:: Supplied records

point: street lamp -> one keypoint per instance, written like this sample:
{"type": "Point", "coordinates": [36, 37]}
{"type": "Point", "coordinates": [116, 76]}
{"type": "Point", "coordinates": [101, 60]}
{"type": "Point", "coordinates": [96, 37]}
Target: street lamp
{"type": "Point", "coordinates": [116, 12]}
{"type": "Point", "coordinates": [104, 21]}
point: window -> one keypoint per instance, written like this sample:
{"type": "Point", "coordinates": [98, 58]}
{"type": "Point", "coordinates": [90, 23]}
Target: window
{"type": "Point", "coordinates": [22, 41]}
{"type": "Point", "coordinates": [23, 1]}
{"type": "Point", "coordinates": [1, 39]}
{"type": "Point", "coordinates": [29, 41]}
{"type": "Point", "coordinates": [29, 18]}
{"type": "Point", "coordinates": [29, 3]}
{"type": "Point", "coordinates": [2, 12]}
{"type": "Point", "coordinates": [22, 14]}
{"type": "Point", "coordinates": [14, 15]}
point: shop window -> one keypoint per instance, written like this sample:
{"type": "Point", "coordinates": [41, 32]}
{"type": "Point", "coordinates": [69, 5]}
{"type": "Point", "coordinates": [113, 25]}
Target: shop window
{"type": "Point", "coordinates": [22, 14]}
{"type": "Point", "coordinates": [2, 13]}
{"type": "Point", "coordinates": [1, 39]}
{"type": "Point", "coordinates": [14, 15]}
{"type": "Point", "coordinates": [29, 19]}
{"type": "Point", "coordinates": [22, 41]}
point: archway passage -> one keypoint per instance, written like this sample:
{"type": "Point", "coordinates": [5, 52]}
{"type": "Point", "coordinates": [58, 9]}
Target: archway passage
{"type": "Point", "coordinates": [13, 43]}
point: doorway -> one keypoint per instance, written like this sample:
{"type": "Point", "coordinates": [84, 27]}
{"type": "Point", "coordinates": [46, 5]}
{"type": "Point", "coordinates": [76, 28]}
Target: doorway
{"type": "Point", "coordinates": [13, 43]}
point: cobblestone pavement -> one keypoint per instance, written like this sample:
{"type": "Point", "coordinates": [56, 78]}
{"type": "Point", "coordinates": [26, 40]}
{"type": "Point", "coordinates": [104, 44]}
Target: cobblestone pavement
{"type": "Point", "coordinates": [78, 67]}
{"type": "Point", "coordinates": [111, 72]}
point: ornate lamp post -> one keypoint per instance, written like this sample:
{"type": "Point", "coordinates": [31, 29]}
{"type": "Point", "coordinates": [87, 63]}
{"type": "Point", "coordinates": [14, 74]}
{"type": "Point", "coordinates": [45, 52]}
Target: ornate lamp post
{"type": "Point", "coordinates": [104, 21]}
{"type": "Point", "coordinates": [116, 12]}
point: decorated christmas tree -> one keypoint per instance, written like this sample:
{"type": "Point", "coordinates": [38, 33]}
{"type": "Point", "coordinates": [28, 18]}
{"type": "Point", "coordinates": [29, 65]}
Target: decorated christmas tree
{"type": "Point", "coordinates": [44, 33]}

::::

**Aim of the task**
Reproduce each entry from the records above, character for character.

**Finished answer**
point: street lamp -> one keypoint per instance, written like this sample:
{"type": "Point", "coordinates": [36, 37]}
{"type": "Point", "coordinates": [116, 76]}
{"type": "Point", "coordinates": [101, 60]}
{"type": "Point", "coordinates": [96, 37]}
Target: street lamp
{"type": "Point", "coordinates": [116, 12]}
{"type": "Point", "coordinates": [104, 21]}
point: window -> one keypoint per instance, written like this sample:
{"type": "Point", "coordinates": [98, 58]}
{"type": "Point", "coordinates": [90, 23]}
Target: window
{"type": "Point", "coordinates": [22, 41]}
{"type": "Point", "coordinates": [23, 1]}
{"type": "Point", "coordinates": [1, 39]}
{"type": "Point", "coordinates": [29, 41]}
{"type": "Point", "coordinates": [29, 18]}
{"type": "Point", "coordinates": [29, 3]}
{"type": "Point", "coordinates": [2, 12]}
{"type": "Point", "coordinates": [22, 14]}
{"type": "Point", "coordinates": [14, 15]}
point: shop window -> one keypoint per instance, written like this sample:
{"type": "Point", "coordinates": [41, 32]}
{"type": "Point", "coordinates": [69, 5]}
{"type": "Point", "coordinates": [113, 25]}
Target: shop window
{"type": "Point", "coordinates": [22, 14]}
{"type": "Point", "coordinates": [2, 13]}
{"type": "Point", "coordinates": [1, 39]}
{"type": "Point", "coordinates": [14, 15]}
{"type": "Point", "coordinates": [29, 19]}
{"type": "Point", "coordinates": [22, 41]}
point: archway passage -> one keypoint per instance, written like this sample:
{"type": "Point", "coordinates": [5, 52]}
{"type": "Point", "coordinates": [58, 9]}
Target: archway passage
{"type": "Point", "coordinates": [13, 43]}
point: doorway -> one keypoint per instance, written like this sample:
{"type": "Point", "coordinates": [84, 27]}
{"type": "Point", "coordinates": [46, 5]}
{"type": "Point", "coordinates": [76, 28]}
Target: doorway
{"type": "Point", "coordinates": [13, 43]}
point: cobblestone pavement -> one keypoint per instance, written like this sample:
{"type": "Point", "coordinates": [56, 78]}
{"type": "Point", "coordinates": [26, 40]}
{"type": "Point", "coordinates": [104, 44]}
Target: cobblestone pavement
{"type": "Point", "coordinates": [78, 67]}
{"type": "Point", "coordinates": [111, 72]}
point: ornate lamp post -> one keypoint per instance, written like this sample:
{"type": "Point", "coordinates": [31, 29]}
{"type": "Point", "coordinates": [87, 63]}
{"type": "Point", "coordinates": [14, 74]}
{"type": "Point", "coordinates": [45, 52]}
Target: ornate lamp post
{"type": "Point", "coordinates": [104, 21]}
{"type": "Point", "coordinates": [116, 12]}
point: decorated christmas tree -> one keypoint per instance, written like this sample:
{"type": "Point", "coordinates": [38, 33]}
{"type": "Point", "coordinates": [28, 18]}
{"type": "Point", "coordinates": [29, 65]}
Target: decorated christmas tree
{"type": "Point", "coordinates": [44, 33]}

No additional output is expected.